(演習課題):
- A) ウルムチへの旅行記で、西安発の便が途中で到着した中継地はどこか答えなさい。
- B) ウルムチへの旅行記の内容と次の(i)〜(iii)が合っているかを、それぞれ「はい」か「いいえ」で答え、根拠となる本文の語句をそのまま引用しなさい。(i) 西安発の便はB737-700型機だった。(ii) 敦煌の外の気温は西安とほぼ同じだった。(iii) ホテルの目覚ましコールは予定どおり鳴った。
- C) ウルムチへの旅行記を、最後の文に続けて書き進めなさい。

(本文抜粋):
------------------------------------

西安から空路でウルムチに向かうことになった.
西安発18:40の中国南方航空CZ-6896便は,シート配列が3列-3列のB737-700型機だった.たまたま隣に乗り合わせた中国人(漢人)は漢方薬を仕入れにウルムチに行くというビジネスマンで,よく分からなかったが漢方薬の話をしてくれた.2時間あまりし,21:00に中継地敦煌に到着した.ここで40分ほど待ち,ウルムチに向かう.
敦煌の待合室は薄暗く,客も多くなかったが,売店には模写若しくはオリジナルの仏画などたくさん並べられ,敦煌らしさを演出していた.外は7℃と西安とは大違い.さてさらに北のウルムチはどんなやら?
ウルムチ(烏魯木斉)には夜遅く到着した.翌朝,宿泊した環球大酒店の展望レストランに上がった.360度の視界で街の様子がよく判る.ただ鳴るはずの目覚ましコールが鳴らず,遅れて一人朝食を食べたため忙しかったが. 環球はグローバルの意のようで,酒店はホテルなのでグローバルホテルとなるか.

------------------------------------

(記録データ):
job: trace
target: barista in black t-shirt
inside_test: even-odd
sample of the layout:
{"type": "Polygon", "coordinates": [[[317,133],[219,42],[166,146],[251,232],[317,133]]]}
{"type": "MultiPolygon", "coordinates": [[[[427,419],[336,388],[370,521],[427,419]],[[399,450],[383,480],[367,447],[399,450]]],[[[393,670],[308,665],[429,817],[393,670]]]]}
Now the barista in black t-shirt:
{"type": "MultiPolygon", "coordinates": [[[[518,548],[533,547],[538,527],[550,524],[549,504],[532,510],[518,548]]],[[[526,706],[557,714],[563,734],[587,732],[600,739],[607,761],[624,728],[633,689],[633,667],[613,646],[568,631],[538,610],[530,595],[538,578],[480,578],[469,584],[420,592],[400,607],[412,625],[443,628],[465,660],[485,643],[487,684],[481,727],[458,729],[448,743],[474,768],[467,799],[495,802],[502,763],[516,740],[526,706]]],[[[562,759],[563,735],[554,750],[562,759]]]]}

------------------------------------

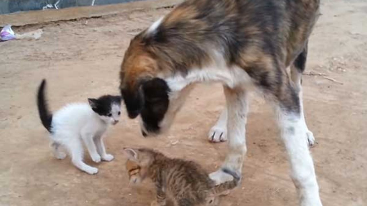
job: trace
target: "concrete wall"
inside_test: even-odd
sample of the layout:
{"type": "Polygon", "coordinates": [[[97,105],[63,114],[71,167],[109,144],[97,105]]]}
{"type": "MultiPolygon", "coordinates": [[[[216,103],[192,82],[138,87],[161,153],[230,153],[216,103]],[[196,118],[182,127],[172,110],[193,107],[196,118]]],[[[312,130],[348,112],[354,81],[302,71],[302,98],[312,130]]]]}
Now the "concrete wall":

------------------------------------

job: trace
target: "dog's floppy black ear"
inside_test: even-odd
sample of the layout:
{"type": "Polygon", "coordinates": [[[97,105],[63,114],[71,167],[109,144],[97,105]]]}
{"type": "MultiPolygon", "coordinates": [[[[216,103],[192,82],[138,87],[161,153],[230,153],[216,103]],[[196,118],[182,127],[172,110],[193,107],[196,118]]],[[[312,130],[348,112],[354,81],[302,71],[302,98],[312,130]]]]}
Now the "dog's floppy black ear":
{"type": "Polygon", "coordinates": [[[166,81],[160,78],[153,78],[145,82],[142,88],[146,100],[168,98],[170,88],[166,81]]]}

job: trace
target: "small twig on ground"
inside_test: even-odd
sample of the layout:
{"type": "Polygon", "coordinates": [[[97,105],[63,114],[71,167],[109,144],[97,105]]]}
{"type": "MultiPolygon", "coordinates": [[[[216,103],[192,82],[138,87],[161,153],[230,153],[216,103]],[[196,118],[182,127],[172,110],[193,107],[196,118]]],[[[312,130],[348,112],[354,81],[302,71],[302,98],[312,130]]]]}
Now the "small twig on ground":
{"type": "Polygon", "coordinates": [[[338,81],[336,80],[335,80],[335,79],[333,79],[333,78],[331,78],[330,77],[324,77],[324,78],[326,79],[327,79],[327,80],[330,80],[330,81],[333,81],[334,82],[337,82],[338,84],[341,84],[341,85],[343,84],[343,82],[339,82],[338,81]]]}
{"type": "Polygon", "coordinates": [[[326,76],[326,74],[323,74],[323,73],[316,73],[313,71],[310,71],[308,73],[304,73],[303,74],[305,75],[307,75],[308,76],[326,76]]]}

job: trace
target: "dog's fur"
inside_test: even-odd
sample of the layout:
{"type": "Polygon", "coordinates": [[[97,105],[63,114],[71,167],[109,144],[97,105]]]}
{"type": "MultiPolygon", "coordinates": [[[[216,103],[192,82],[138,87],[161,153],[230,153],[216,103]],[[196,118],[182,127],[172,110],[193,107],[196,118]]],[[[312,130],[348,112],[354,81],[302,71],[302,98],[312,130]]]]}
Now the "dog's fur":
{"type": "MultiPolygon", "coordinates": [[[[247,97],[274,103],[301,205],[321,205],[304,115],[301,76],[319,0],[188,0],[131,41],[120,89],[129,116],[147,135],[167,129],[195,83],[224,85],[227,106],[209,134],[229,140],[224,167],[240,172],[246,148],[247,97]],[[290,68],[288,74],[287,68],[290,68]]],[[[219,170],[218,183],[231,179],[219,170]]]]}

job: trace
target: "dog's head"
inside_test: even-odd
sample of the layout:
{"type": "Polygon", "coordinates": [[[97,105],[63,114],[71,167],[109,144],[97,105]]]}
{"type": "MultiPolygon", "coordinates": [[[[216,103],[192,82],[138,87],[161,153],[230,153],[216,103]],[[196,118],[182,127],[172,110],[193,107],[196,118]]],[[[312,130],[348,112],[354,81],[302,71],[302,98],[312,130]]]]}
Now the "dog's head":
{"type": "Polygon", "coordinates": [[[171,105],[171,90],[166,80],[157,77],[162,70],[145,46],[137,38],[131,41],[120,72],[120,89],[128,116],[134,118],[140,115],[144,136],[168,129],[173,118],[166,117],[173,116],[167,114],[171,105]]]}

------------------------------------

(解答):
- A) 中継地は敦煌です。

- B)
(i) はい。「シート配列が3列-3列のB737-700型機だった」
(ii) いいえ。「外は7℃と西安とは大違い」
(iii) いいえ。「鳴るはずの目覚ましコールが鳴らず」

- C)
ウルムチ(烏魯木斉)の街はうっすら雪が被り,向こうの天山山脈も白く輝き,きれいだ.この日のウルムチは氷点下,ウルムチは天山山脈北麓のジュンガル盆地東南縁に位置する.ウルムチという言葉はジュンガル部の言葉で「美しい牧場」を意味するそうだ.ウルムチは,言語的,文化的,交易面で,中国の東部よりもウズベキスタンのタシュケントのようなはるか西方の各地とより強く結びついているそうだ.それはそうであろう,漢民族に征服されるまでは民族的に西方の国に近いであろうから.現在人口約160万人で,中華人民共和国新疆ウイグル自治区の区都である.
下は,ウルムチホテル近くの写真.レストランから眺めると,街路樹が幾列にも並んだ巨大な通りが見える(左から2番目).朝なので通りには徒歩やバスで通う通勤,通学の人が多く見られた.ウイグル人より漢人の方が多いように見える.
ウルムチから天山山脈東部のボゴダ峰中腹の天池(テンチー)に向かった.途中羊の放牧風景がときどき見える.大地に緑は見られず,雪を被っているところさえ見える.人も羊も大変そうだ.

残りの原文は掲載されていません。